* _DATA EXCERPTS_

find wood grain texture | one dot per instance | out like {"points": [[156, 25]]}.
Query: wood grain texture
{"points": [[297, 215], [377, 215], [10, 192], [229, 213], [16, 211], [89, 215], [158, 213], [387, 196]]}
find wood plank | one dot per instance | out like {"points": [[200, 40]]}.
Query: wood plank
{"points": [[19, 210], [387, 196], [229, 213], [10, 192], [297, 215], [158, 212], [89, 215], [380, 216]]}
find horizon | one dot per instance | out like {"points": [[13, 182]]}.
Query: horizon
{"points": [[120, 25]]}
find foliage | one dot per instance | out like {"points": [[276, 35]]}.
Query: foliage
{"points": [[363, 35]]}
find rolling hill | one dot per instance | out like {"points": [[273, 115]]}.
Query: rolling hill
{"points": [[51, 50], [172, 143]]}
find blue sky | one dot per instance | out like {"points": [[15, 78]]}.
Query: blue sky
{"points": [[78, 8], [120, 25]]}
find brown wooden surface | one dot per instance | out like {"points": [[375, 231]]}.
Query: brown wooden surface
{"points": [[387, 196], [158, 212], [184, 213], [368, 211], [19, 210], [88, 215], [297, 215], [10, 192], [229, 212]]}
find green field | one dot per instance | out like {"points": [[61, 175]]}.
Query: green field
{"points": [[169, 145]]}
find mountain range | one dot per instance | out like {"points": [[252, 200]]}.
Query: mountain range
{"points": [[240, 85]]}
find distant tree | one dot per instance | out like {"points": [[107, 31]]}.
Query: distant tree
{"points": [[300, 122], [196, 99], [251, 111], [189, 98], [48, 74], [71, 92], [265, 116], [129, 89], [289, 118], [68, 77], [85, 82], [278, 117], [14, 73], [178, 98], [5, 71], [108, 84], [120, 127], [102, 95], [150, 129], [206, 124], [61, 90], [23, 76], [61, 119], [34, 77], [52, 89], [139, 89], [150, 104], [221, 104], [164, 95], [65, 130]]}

* _TASK OBJECTIVE_
Please restate the data word for word, every record included.

* _OUTPUT FOR THIS TASK_
find wood grain texture | one dot per instance | out like {"points": [[156, 25]]}.
Query: wood grain texture
{"points": [[297, 215], [377, 215], [10, 192], [229, 213], [16, 211], [89, 215], [158, 213], [387, 196]]}
find wood plank | one dot per instance | out like {"points": [[200, 40]]}.
Query: wood plank
{"points": [[19, 210], [387, 196], [229, 213], [10, 192], [297, 215], [158, 212], [89, 215], [380, 216]]}
find horizon | one dot per instance | out like {"points": [[13, 182]]}.
Query: horizon
{"points": [[120, 25]]}
find foliage | one dot per instance | out like {"points": [[276, 35]]}.
Query: foliage
{"points": [[363, 35]]}
find rolling hill | one dot per instance | out like {"points": [[273, 115]]}.
Query: rolling hill
{"points": [[51, 50], [172, 143]]}
find blue sky | one dot per instance | out like {"points": [[15, 78]]}.
Query: blue sky
{"points": [[78, 8], [120, 25]]}
find brown wooden surface | one dot per instance | out like {"points": [[375, 231]]}.
Query: brown wooden surface
{"points": [[387, 196], [158, 212], [184, 213], [368, 211], [19, 210], [88, 215], [297, 215], [10, 192], [229, 212]]}
find green field | one dot per instance | out like {"points": [[61, 175]]}.
Query: green field
{"points": [[169, 145]]}
find mountain range | one dot per instance | out like {"points": [[252, 200]]}.
Query: mountain range
{"points": [[240, 85]]}
find distant tree | one dot per instance | out like {"points": [[107, 31]]}.
Query: distant tree
{"points": [[300, 122], [196, 99], [251, 111], [189, 98], [48, 74], [71, 92], [265, 116], [129, 89], [289, 118], [68, 77], [85, 82], [278, 117], [14, 73], [178, 98], [5, 71], [108, 84], [120, 127], [102, 95], [150, 129], [206, 124], [61, 90], [23, 76], [61, 119], [34, 77], [52, 89], [139, 89], [150, 104], [221, 104], [164, 95], [65, 130]]}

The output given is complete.